— START Task input —

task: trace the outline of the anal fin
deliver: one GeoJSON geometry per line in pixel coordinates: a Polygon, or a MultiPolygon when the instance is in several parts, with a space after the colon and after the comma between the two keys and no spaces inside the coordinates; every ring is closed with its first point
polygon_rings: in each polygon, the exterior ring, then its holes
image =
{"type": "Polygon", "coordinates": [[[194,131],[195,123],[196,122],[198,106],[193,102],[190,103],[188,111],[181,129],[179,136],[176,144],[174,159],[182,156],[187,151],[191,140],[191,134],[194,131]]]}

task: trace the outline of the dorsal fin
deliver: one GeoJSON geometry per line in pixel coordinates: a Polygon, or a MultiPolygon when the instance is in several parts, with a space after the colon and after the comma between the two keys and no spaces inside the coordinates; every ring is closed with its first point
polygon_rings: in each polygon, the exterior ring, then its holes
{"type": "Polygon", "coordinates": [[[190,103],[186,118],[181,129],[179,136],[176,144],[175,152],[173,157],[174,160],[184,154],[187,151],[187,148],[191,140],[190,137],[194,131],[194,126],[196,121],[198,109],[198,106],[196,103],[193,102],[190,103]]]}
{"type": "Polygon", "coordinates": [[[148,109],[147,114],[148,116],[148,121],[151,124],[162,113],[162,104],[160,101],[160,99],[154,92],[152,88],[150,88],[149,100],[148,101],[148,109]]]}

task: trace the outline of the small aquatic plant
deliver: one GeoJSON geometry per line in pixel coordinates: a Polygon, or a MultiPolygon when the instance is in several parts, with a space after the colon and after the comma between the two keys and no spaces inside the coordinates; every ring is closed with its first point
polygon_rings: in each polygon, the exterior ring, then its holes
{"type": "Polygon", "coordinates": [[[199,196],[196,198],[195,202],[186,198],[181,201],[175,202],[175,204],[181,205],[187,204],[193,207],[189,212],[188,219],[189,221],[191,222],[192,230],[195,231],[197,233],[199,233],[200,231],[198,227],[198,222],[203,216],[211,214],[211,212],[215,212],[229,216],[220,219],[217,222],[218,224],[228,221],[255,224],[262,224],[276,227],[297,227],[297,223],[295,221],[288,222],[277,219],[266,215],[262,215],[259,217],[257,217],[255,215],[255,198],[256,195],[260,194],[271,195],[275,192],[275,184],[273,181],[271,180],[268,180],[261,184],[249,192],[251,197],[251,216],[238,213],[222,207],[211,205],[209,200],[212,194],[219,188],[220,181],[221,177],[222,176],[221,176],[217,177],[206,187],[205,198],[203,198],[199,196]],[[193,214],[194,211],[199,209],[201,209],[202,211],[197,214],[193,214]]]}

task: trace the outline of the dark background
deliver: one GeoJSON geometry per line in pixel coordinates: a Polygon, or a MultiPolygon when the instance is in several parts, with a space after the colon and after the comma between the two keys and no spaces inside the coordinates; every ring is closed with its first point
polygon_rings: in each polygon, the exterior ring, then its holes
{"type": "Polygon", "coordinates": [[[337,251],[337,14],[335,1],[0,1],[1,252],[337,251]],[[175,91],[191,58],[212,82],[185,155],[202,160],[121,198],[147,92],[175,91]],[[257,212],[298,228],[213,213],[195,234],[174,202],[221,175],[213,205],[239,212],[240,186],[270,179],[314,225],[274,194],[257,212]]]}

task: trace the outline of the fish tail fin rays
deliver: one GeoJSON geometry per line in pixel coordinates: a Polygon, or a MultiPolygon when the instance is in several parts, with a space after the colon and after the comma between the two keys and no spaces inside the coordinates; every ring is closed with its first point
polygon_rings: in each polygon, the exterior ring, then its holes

— END Task input —

• Exercise aim:
Rewrite all of the material above as a numbered list with one line per item, and leave out the blank lines.

• Result:
1. task: trace the outline of the anal fin
2. deliver: one GeoJSON geometry per line in pixel coordinates: a Polygon, or a MultiPolygon when the instance is in several parts, with a space after the colon and after the comma between the two keys and no spaces inside the coordinates; every ring is closed with its first point
3. polygon_rings: in each polygon, the exterior ring, then its holes
4. image =
5. {"type": "Polygon", "coordinates": [[[194,131],[195,123],[196,122],[198,106],[193,102],[190,103],[188,111],[181,129],[179,136],[176,144],[174,159],[182,156],[187,151],[191,140],[191,134],[194,131]]]}
6. task: trace the outline of the dorsal fin
7. deliver: one GeoJSON geometry per line in pixel coordinates: a Polygon, or a MultiPolygon when the instance is in several parts, with a space after the colon and after the comma between the two keys and no spaces inside the coordinates; every ring is closed with its first point
8. polygon_rings: in each polygon, the exterior ring, then its holes
9. {"type": "Polygon", "coordinates": [[[190,103],[186,118],[181,129],[179,136],[176,144],[175,152],[173,157],[174,160],[184,154],[187,151],[187,148],[191,140],[190,137],[194,131],[194,126],[196,121],[198,109],[198,106],[196,103],[193,102],[190,103]]]}
10. {"type": "Polygon", "coordinates": [[[148,109],[147,114],[148,116],[148,121],[151,124],[162,113],[162,104],[160,101],[160,99],[154,92],[152,88],[150,88],[149,100],[148,101],[148,109]]]}
11. task: trace the outline of the small aquatic plant
12. deliver: one GeoJSON geometry per line in pixel coordinates: a Polygon, or a MultiPolygon when the instance is in several parts, with a space after the colon and after the comma between the two keys and no spaces inside the coordinates; every ring is closed with its first point
13. polygon_rings: in each polygon, the exterior ring, then its holes
14. {"type": "Polygon", "coordinates": [[[199,196],[196,198],[195,202],[186,198],[181,201],[175,202],[175,204],[181,205],[187,204],[193,207],[189,212],[188,219],[189,221],[191,222],[192,230],[195,231],[197,233],[199,233],[200,231],[198,227],[198,222],[203,216],[211,214],[211,212],[215,212],[229,216],[220,219],[217,222],[218,224],[228,221],[255,224],[262,224],[276,227],[297,227],[297,223],[295,221],[288,222],[277,219],[266,215],[262,215],[259,217],[257,217],[255,215],[255,198],[256,195],[260,194],[271,195],[275,192],[275,184],[273,181],[271,180],[268,180],[261,184],[249,192],[251,197],[251,216],[238,213],[222,207],[211,205],[209,200],[212,194],[219,188],[220,181],[221,177],[222,176],[221,176],[217,177],[206,187],[205,198],[203,198],[199,196]],[[193,214],[194,211],[199,209],[201,209],[202,211],[197,214],[193,214]]]}
15. task: trace the outline of the dark background
16. deliver: one GeoJSON geometry per line in pixel coordinates: a Polygon, or a MultiPolygon when the instance is in several parts, with a space after the colon and after the comma between the two keys and no spaces inside the coordinates; every ring is closed with its first point
17. polygon_rings: in each polygon, the exterior ring, then its holes
18. {"type": "Polygon", "coordinates": [[[337,251],[337,14],[335,1],[0,1],[1,252],[337,251]],[[175,91],[191,58],[212,82],[185,155],[202,160],[121,198],[147,92],[175,91]],[[257,212],[298,228],[213,213],[195,234],[174,202],[221,175],[213,205],[239,212],[240,186],[270,179],[314,225],[274,194],[257,212]]]}
19. task: trace the outline of the fish tail fin rays
20. deliver: one GeoJSON geometry per line in pixel coordinates: a Polygon, or a MultiPolygon when the instance is in several parts, with a space after the colon and after the comma between the two keys and no spaces inside the coordinates; every ring is closed with its first point
21. polygon_rings: in each polygon, the exterior ring, then its holes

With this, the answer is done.